Selected excerpt
Allow using a custom Process class
ShakedDovrat opened this issue · comments
Thank you for creating this great package.
I would like to create a pipeline where some of the stages use PyTorch (with GPU usage). PyTorch cannot access the GPU from inside a multiprocessing.Process
subprocess. For that reason PyTorch includes a torch.multiprocessing.Process
class which has the same API as multiprocessing.Process
.
I would like the ability to use a custom Process
class instead of the default multiprocessing.Process
, so I can use PyTorch in the pipeline. Without it I'm afraid pypeln is unusable to me.
For instance, add an optional process_class
arguement to map
(and other functions) with a default value multiprocessing.Process
.
Alternatively, maybe there's a walkaround for what I need that I'm unaware of. In that case, please let me know.

Task prompt
Restate the issue about a custom Process class from "I would like to" to "unusable to me.", renaming every "PyTorch" to "TensorFlow".

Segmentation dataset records
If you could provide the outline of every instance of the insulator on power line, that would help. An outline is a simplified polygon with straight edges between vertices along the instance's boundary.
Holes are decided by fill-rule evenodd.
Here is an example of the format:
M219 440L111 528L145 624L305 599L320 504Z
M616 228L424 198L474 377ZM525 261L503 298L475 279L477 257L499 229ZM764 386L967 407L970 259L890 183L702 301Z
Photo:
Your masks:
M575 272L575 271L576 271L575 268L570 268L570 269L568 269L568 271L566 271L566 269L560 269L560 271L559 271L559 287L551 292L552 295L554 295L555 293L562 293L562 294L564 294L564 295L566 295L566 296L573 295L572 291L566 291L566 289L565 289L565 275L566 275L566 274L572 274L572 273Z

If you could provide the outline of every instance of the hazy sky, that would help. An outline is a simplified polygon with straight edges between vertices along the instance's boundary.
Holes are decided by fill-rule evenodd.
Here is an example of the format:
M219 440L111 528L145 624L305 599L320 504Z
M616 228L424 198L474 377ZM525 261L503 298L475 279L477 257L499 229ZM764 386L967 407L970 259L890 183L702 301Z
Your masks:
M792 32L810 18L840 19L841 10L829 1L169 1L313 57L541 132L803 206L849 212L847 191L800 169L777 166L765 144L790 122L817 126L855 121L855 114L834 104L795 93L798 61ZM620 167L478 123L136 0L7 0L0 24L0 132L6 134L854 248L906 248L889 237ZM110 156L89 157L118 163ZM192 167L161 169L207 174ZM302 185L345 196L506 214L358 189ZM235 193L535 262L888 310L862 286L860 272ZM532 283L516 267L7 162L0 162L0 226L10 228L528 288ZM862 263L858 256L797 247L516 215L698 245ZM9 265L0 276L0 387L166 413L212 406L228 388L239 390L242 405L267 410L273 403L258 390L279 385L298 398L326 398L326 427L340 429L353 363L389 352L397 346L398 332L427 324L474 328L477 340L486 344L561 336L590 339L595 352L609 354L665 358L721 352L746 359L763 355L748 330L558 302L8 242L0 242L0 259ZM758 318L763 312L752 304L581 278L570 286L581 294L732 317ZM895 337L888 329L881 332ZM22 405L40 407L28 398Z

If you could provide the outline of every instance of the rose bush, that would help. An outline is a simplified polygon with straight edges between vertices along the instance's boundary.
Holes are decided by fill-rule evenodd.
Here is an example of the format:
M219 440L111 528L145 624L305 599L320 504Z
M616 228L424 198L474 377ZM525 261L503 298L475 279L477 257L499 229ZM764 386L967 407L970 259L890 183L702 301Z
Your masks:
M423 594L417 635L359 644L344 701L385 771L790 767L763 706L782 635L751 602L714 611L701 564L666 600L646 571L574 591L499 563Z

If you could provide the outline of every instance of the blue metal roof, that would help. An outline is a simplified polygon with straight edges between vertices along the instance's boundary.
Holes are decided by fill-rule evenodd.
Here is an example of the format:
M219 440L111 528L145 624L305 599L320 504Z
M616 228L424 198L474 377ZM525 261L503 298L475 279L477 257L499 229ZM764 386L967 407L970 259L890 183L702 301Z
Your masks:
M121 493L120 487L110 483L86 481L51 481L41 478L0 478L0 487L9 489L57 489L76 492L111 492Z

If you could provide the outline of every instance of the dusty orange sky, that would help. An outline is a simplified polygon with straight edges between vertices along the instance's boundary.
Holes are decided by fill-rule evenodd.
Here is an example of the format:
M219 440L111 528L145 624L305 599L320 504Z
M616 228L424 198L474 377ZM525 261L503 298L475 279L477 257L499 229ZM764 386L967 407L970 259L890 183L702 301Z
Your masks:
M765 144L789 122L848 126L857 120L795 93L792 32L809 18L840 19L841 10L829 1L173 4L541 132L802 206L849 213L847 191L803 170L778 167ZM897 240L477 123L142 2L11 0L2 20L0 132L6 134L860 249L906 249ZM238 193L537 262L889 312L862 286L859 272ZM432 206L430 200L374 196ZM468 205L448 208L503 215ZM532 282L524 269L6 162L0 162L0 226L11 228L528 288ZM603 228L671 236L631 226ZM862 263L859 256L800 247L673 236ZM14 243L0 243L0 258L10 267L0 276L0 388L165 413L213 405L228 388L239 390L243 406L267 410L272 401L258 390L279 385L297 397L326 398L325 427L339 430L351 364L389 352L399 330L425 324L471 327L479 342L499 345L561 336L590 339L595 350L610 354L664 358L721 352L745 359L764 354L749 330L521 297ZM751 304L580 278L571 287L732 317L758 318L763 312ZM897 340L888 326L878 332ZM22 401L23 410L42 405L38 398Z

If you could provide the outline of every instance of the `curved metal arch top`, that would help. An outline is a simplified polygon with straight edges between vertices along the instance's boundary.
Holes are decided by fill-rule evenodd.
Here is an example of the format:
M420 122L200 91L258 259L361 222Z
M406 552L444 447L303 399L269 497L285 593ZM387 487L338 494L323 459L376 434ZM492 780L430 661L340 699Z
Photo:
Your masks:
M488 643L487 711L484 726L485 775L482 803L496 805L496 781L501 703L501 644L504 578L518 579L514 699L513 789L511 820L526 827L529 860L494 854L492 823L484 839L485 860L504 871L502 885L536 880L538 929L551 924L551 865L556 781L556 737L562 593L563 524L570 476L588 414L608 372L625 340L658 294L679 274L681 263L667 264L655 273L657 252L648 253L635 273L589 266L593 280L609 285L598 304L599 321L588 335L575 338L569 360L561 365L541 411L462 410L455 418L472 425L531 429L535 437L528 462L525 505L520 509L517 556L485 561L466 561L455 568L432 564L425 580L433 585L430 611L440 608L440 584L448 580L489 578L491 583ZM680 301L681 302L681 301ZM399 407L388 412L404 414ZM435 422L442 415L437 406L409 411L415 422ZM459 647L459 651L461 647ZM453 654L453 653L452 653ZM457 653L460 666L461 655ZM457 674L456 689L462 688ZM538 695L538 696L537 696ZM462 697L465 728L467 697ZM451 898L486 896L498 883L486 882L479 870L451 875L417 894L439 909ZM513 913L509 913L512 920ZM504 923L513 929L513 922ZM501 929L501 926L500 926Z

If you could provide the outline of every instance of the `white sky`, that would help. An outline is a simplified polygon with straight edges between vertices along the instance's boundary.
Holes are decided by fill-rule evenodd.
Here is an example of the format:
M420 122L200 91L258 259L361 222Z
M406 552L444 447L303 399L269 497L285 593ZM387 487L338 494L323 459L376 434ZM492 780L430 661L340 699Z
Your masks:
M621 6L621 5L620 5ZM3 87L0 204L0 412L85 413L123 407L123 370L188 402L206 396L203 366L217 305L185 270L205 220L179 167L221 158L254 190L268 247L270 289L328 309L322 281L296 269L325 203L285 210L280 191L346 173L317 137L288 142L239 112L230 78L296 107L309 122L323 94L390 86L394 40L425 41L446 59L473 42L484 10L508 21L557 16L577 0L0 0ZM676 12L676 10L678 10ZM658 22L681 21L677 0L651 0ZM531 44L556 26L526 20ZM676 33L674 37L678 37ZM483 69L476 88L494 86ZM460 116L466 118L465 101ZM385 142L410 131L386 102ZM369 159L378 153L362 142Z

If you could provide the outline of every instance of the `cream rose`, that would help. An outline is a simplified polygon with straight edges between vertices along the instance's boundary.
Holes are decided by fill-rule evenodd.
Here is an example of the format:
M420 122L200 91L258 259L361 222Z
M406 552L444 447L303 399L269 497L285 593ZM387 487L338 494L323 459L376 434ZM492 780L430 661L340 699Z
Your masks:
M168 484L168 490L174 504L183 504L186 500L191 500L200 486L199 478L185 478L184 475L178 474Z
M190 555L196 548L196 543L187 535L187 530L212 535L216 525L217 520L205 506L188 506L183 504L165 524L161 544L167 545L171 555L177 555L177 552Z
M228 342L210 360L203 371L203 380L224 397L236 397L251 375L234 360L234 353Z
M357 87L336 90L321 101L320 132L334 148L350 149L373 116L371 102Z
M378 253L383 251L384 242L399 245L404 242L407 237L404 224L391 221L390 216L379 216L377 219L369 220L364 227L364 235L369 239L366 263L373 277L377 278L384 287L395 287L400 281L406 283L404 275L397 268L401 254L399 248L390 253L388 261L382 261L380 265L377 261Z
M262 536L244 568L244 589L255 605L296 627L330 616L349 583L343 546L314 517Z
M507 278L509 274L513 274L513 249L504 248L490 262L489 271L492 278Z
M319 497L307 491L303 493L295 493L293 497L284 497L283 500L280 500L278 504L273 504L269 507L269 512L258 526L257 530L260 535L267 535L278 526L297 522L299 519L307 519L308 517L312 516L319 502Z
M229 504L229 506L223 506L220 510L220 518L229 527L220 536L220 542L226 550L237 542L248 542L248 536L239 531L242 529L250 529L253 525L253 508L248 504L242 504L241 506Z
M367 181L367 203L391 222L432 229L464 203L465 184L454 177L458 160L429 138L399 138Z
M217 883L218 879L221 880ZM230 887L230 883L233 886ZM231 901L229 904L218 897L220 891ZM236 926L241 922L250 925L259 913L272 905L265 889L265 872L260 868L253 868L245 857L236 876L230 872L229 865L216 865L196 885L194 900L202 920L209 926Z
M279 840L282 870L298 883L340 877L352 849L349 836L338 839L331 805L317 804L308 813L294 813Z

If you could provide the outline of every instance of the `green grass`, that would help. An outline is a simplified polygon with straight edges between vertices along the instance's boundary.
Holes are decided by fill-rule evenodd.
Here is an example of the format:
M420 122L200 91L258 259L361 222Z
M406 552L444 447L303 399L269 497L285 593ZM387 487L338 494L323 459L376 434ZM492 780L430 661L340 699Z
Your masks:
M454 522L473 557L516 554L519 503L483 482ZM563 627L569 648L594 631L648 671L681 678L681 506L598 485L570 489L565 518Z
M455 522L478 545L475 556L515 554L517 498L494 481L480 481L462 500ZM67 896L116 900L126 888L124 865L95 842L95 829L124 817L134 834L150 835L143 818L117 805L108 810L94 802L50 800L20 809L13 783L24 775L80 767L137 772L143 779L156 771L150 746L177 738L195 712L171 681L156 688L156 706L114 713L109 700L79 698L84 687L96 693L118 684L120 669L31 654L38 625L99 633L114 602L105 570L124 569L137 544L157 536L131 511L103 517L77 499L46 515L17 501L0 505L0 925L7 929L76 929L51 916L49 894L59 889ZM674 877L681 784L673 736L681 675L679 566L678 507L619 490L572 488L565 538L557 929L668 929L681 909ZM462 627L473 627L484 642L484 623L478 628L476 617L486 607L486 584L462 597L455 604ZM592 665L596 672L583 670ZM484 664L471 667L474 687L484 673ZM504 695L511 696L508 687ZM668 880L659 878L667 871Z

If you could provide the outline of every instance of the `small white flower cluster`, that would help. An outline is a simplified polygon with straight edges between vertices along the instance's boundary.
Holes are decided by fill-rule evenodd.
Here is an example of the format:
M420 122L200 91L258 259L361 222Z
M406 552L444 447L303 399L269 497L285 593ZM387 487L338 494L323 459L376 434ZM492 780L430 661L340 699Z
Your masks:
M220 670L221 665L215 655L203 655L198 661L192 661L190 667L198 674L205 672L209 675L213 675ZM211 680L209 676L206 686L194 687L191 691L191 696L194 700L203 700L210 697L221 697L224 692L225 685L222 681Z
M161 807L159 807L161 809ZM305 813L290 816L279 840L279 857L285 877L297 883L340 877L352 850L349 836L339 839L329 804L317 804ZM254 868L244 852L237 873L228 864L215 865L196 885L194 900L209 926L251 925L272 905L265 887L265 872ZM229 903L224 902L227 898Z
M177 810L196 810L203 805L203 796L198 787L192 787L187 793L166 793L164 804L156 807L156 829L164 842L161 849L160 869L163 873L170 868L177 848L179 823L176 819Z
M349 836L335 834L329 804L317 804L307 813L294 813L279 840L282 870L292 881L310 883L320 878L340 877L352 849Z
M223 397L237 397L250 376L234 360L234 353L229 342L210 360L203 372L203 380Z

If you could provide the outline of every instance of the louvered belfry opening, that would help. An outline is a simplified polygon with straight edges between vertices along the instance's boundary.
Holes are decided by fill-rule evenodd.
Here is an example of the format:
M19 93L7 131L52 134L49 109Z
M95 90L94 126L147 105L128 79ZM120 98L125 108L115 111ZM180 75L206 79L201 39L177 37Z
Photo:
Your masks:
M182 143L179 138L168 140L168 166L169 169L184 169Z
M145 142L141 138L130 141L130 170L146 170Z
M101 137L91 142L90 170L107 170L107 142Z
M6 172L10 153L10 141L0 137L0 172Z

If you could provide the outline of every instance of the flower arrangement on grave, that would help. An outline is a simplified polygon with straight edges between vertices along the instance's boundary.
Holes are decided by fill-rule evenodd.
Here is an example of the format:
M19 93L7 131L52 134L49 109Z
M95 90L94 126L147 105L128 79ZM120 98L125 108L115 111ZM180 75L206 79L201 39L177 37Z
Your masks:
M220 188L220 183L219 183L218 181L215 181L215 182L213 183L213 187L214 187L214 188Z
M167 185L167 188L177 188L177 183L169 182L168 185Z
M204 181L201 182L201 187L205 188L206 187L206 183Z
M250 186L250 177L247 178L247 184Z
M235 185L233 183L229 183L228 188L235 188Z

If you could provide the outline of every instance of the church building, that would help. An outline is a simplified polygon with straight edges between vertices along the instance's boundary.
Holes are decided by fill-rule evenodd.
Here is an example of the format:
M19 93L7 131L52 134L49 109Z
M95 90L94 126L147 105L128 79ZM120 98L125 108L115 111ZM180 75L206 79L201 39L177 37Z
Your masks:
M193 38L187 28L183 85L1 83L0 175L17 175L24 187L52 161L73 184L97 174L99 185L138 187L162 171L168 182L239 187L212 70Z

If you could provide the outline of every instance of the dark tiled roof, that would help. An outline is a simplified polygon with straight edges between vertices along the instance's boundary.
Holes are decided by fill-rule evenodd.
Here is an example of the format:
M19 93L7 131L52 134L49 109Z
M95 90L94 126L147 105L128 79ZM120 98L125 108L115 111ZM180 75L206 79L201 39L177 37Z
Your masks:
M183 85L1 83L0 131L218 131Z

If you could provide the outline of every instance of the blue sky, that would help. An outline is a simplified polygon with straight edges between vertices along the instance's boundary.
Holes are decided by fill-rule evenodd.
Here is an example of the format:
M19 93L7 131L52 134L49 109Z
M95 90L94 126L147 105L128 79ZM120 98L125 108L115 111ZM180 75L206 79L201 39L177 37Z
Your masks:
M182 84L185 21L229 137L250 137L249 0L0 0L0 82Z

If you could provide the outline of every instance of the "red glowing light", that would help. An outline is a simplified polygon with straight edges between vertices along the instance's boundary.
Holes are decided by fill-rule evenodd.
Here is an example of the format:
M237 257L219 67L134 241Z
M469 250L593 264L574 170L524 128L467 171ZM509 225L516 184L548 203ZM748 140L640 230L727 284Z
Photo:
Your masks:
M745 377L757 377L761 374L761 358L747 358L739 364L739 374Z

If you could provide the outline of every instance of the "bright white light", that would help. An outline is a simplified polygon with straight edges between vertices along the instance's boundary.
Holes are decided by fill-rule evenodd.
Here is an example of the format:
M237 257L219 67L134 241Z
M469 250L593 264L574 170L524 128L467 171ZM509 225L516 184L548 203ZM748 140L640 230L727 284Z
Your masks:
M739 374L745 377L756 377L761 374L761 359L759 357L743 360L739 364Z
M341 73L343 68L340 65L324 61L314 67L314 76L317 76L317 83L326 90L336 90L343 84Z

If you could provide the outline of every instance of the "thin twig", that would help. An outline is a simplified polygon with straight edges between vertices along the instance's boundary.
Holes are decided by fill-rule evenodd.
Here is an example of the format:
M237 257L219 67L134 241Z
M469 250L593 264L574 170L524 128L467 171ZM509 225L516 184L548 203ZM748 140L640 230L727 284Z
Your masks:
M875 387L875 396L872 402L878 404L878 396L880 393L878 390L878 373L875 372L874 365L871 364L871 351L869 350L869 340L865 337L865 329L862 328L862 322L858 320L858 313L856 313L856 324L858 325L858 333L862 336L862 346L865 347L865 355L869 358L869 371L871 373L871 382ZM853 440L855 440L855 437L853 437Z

The completed task
I would like to create a pipeline where some of the stages use TensorFlow (with GPU usage). TensorFlow cannot access the GPU from inside a multiprocessing.Process
subprocess. For that reason TensorFlow includes a torch.multiprocessing.Process
class which has the same API as multiprocessing.Process
.
I would like the ability to use a custom Process
class instead of the default multiprocessing.Process
, so I can use TensorFlow in the pipeline. Without it I'm afraid pypeln is unusable to me.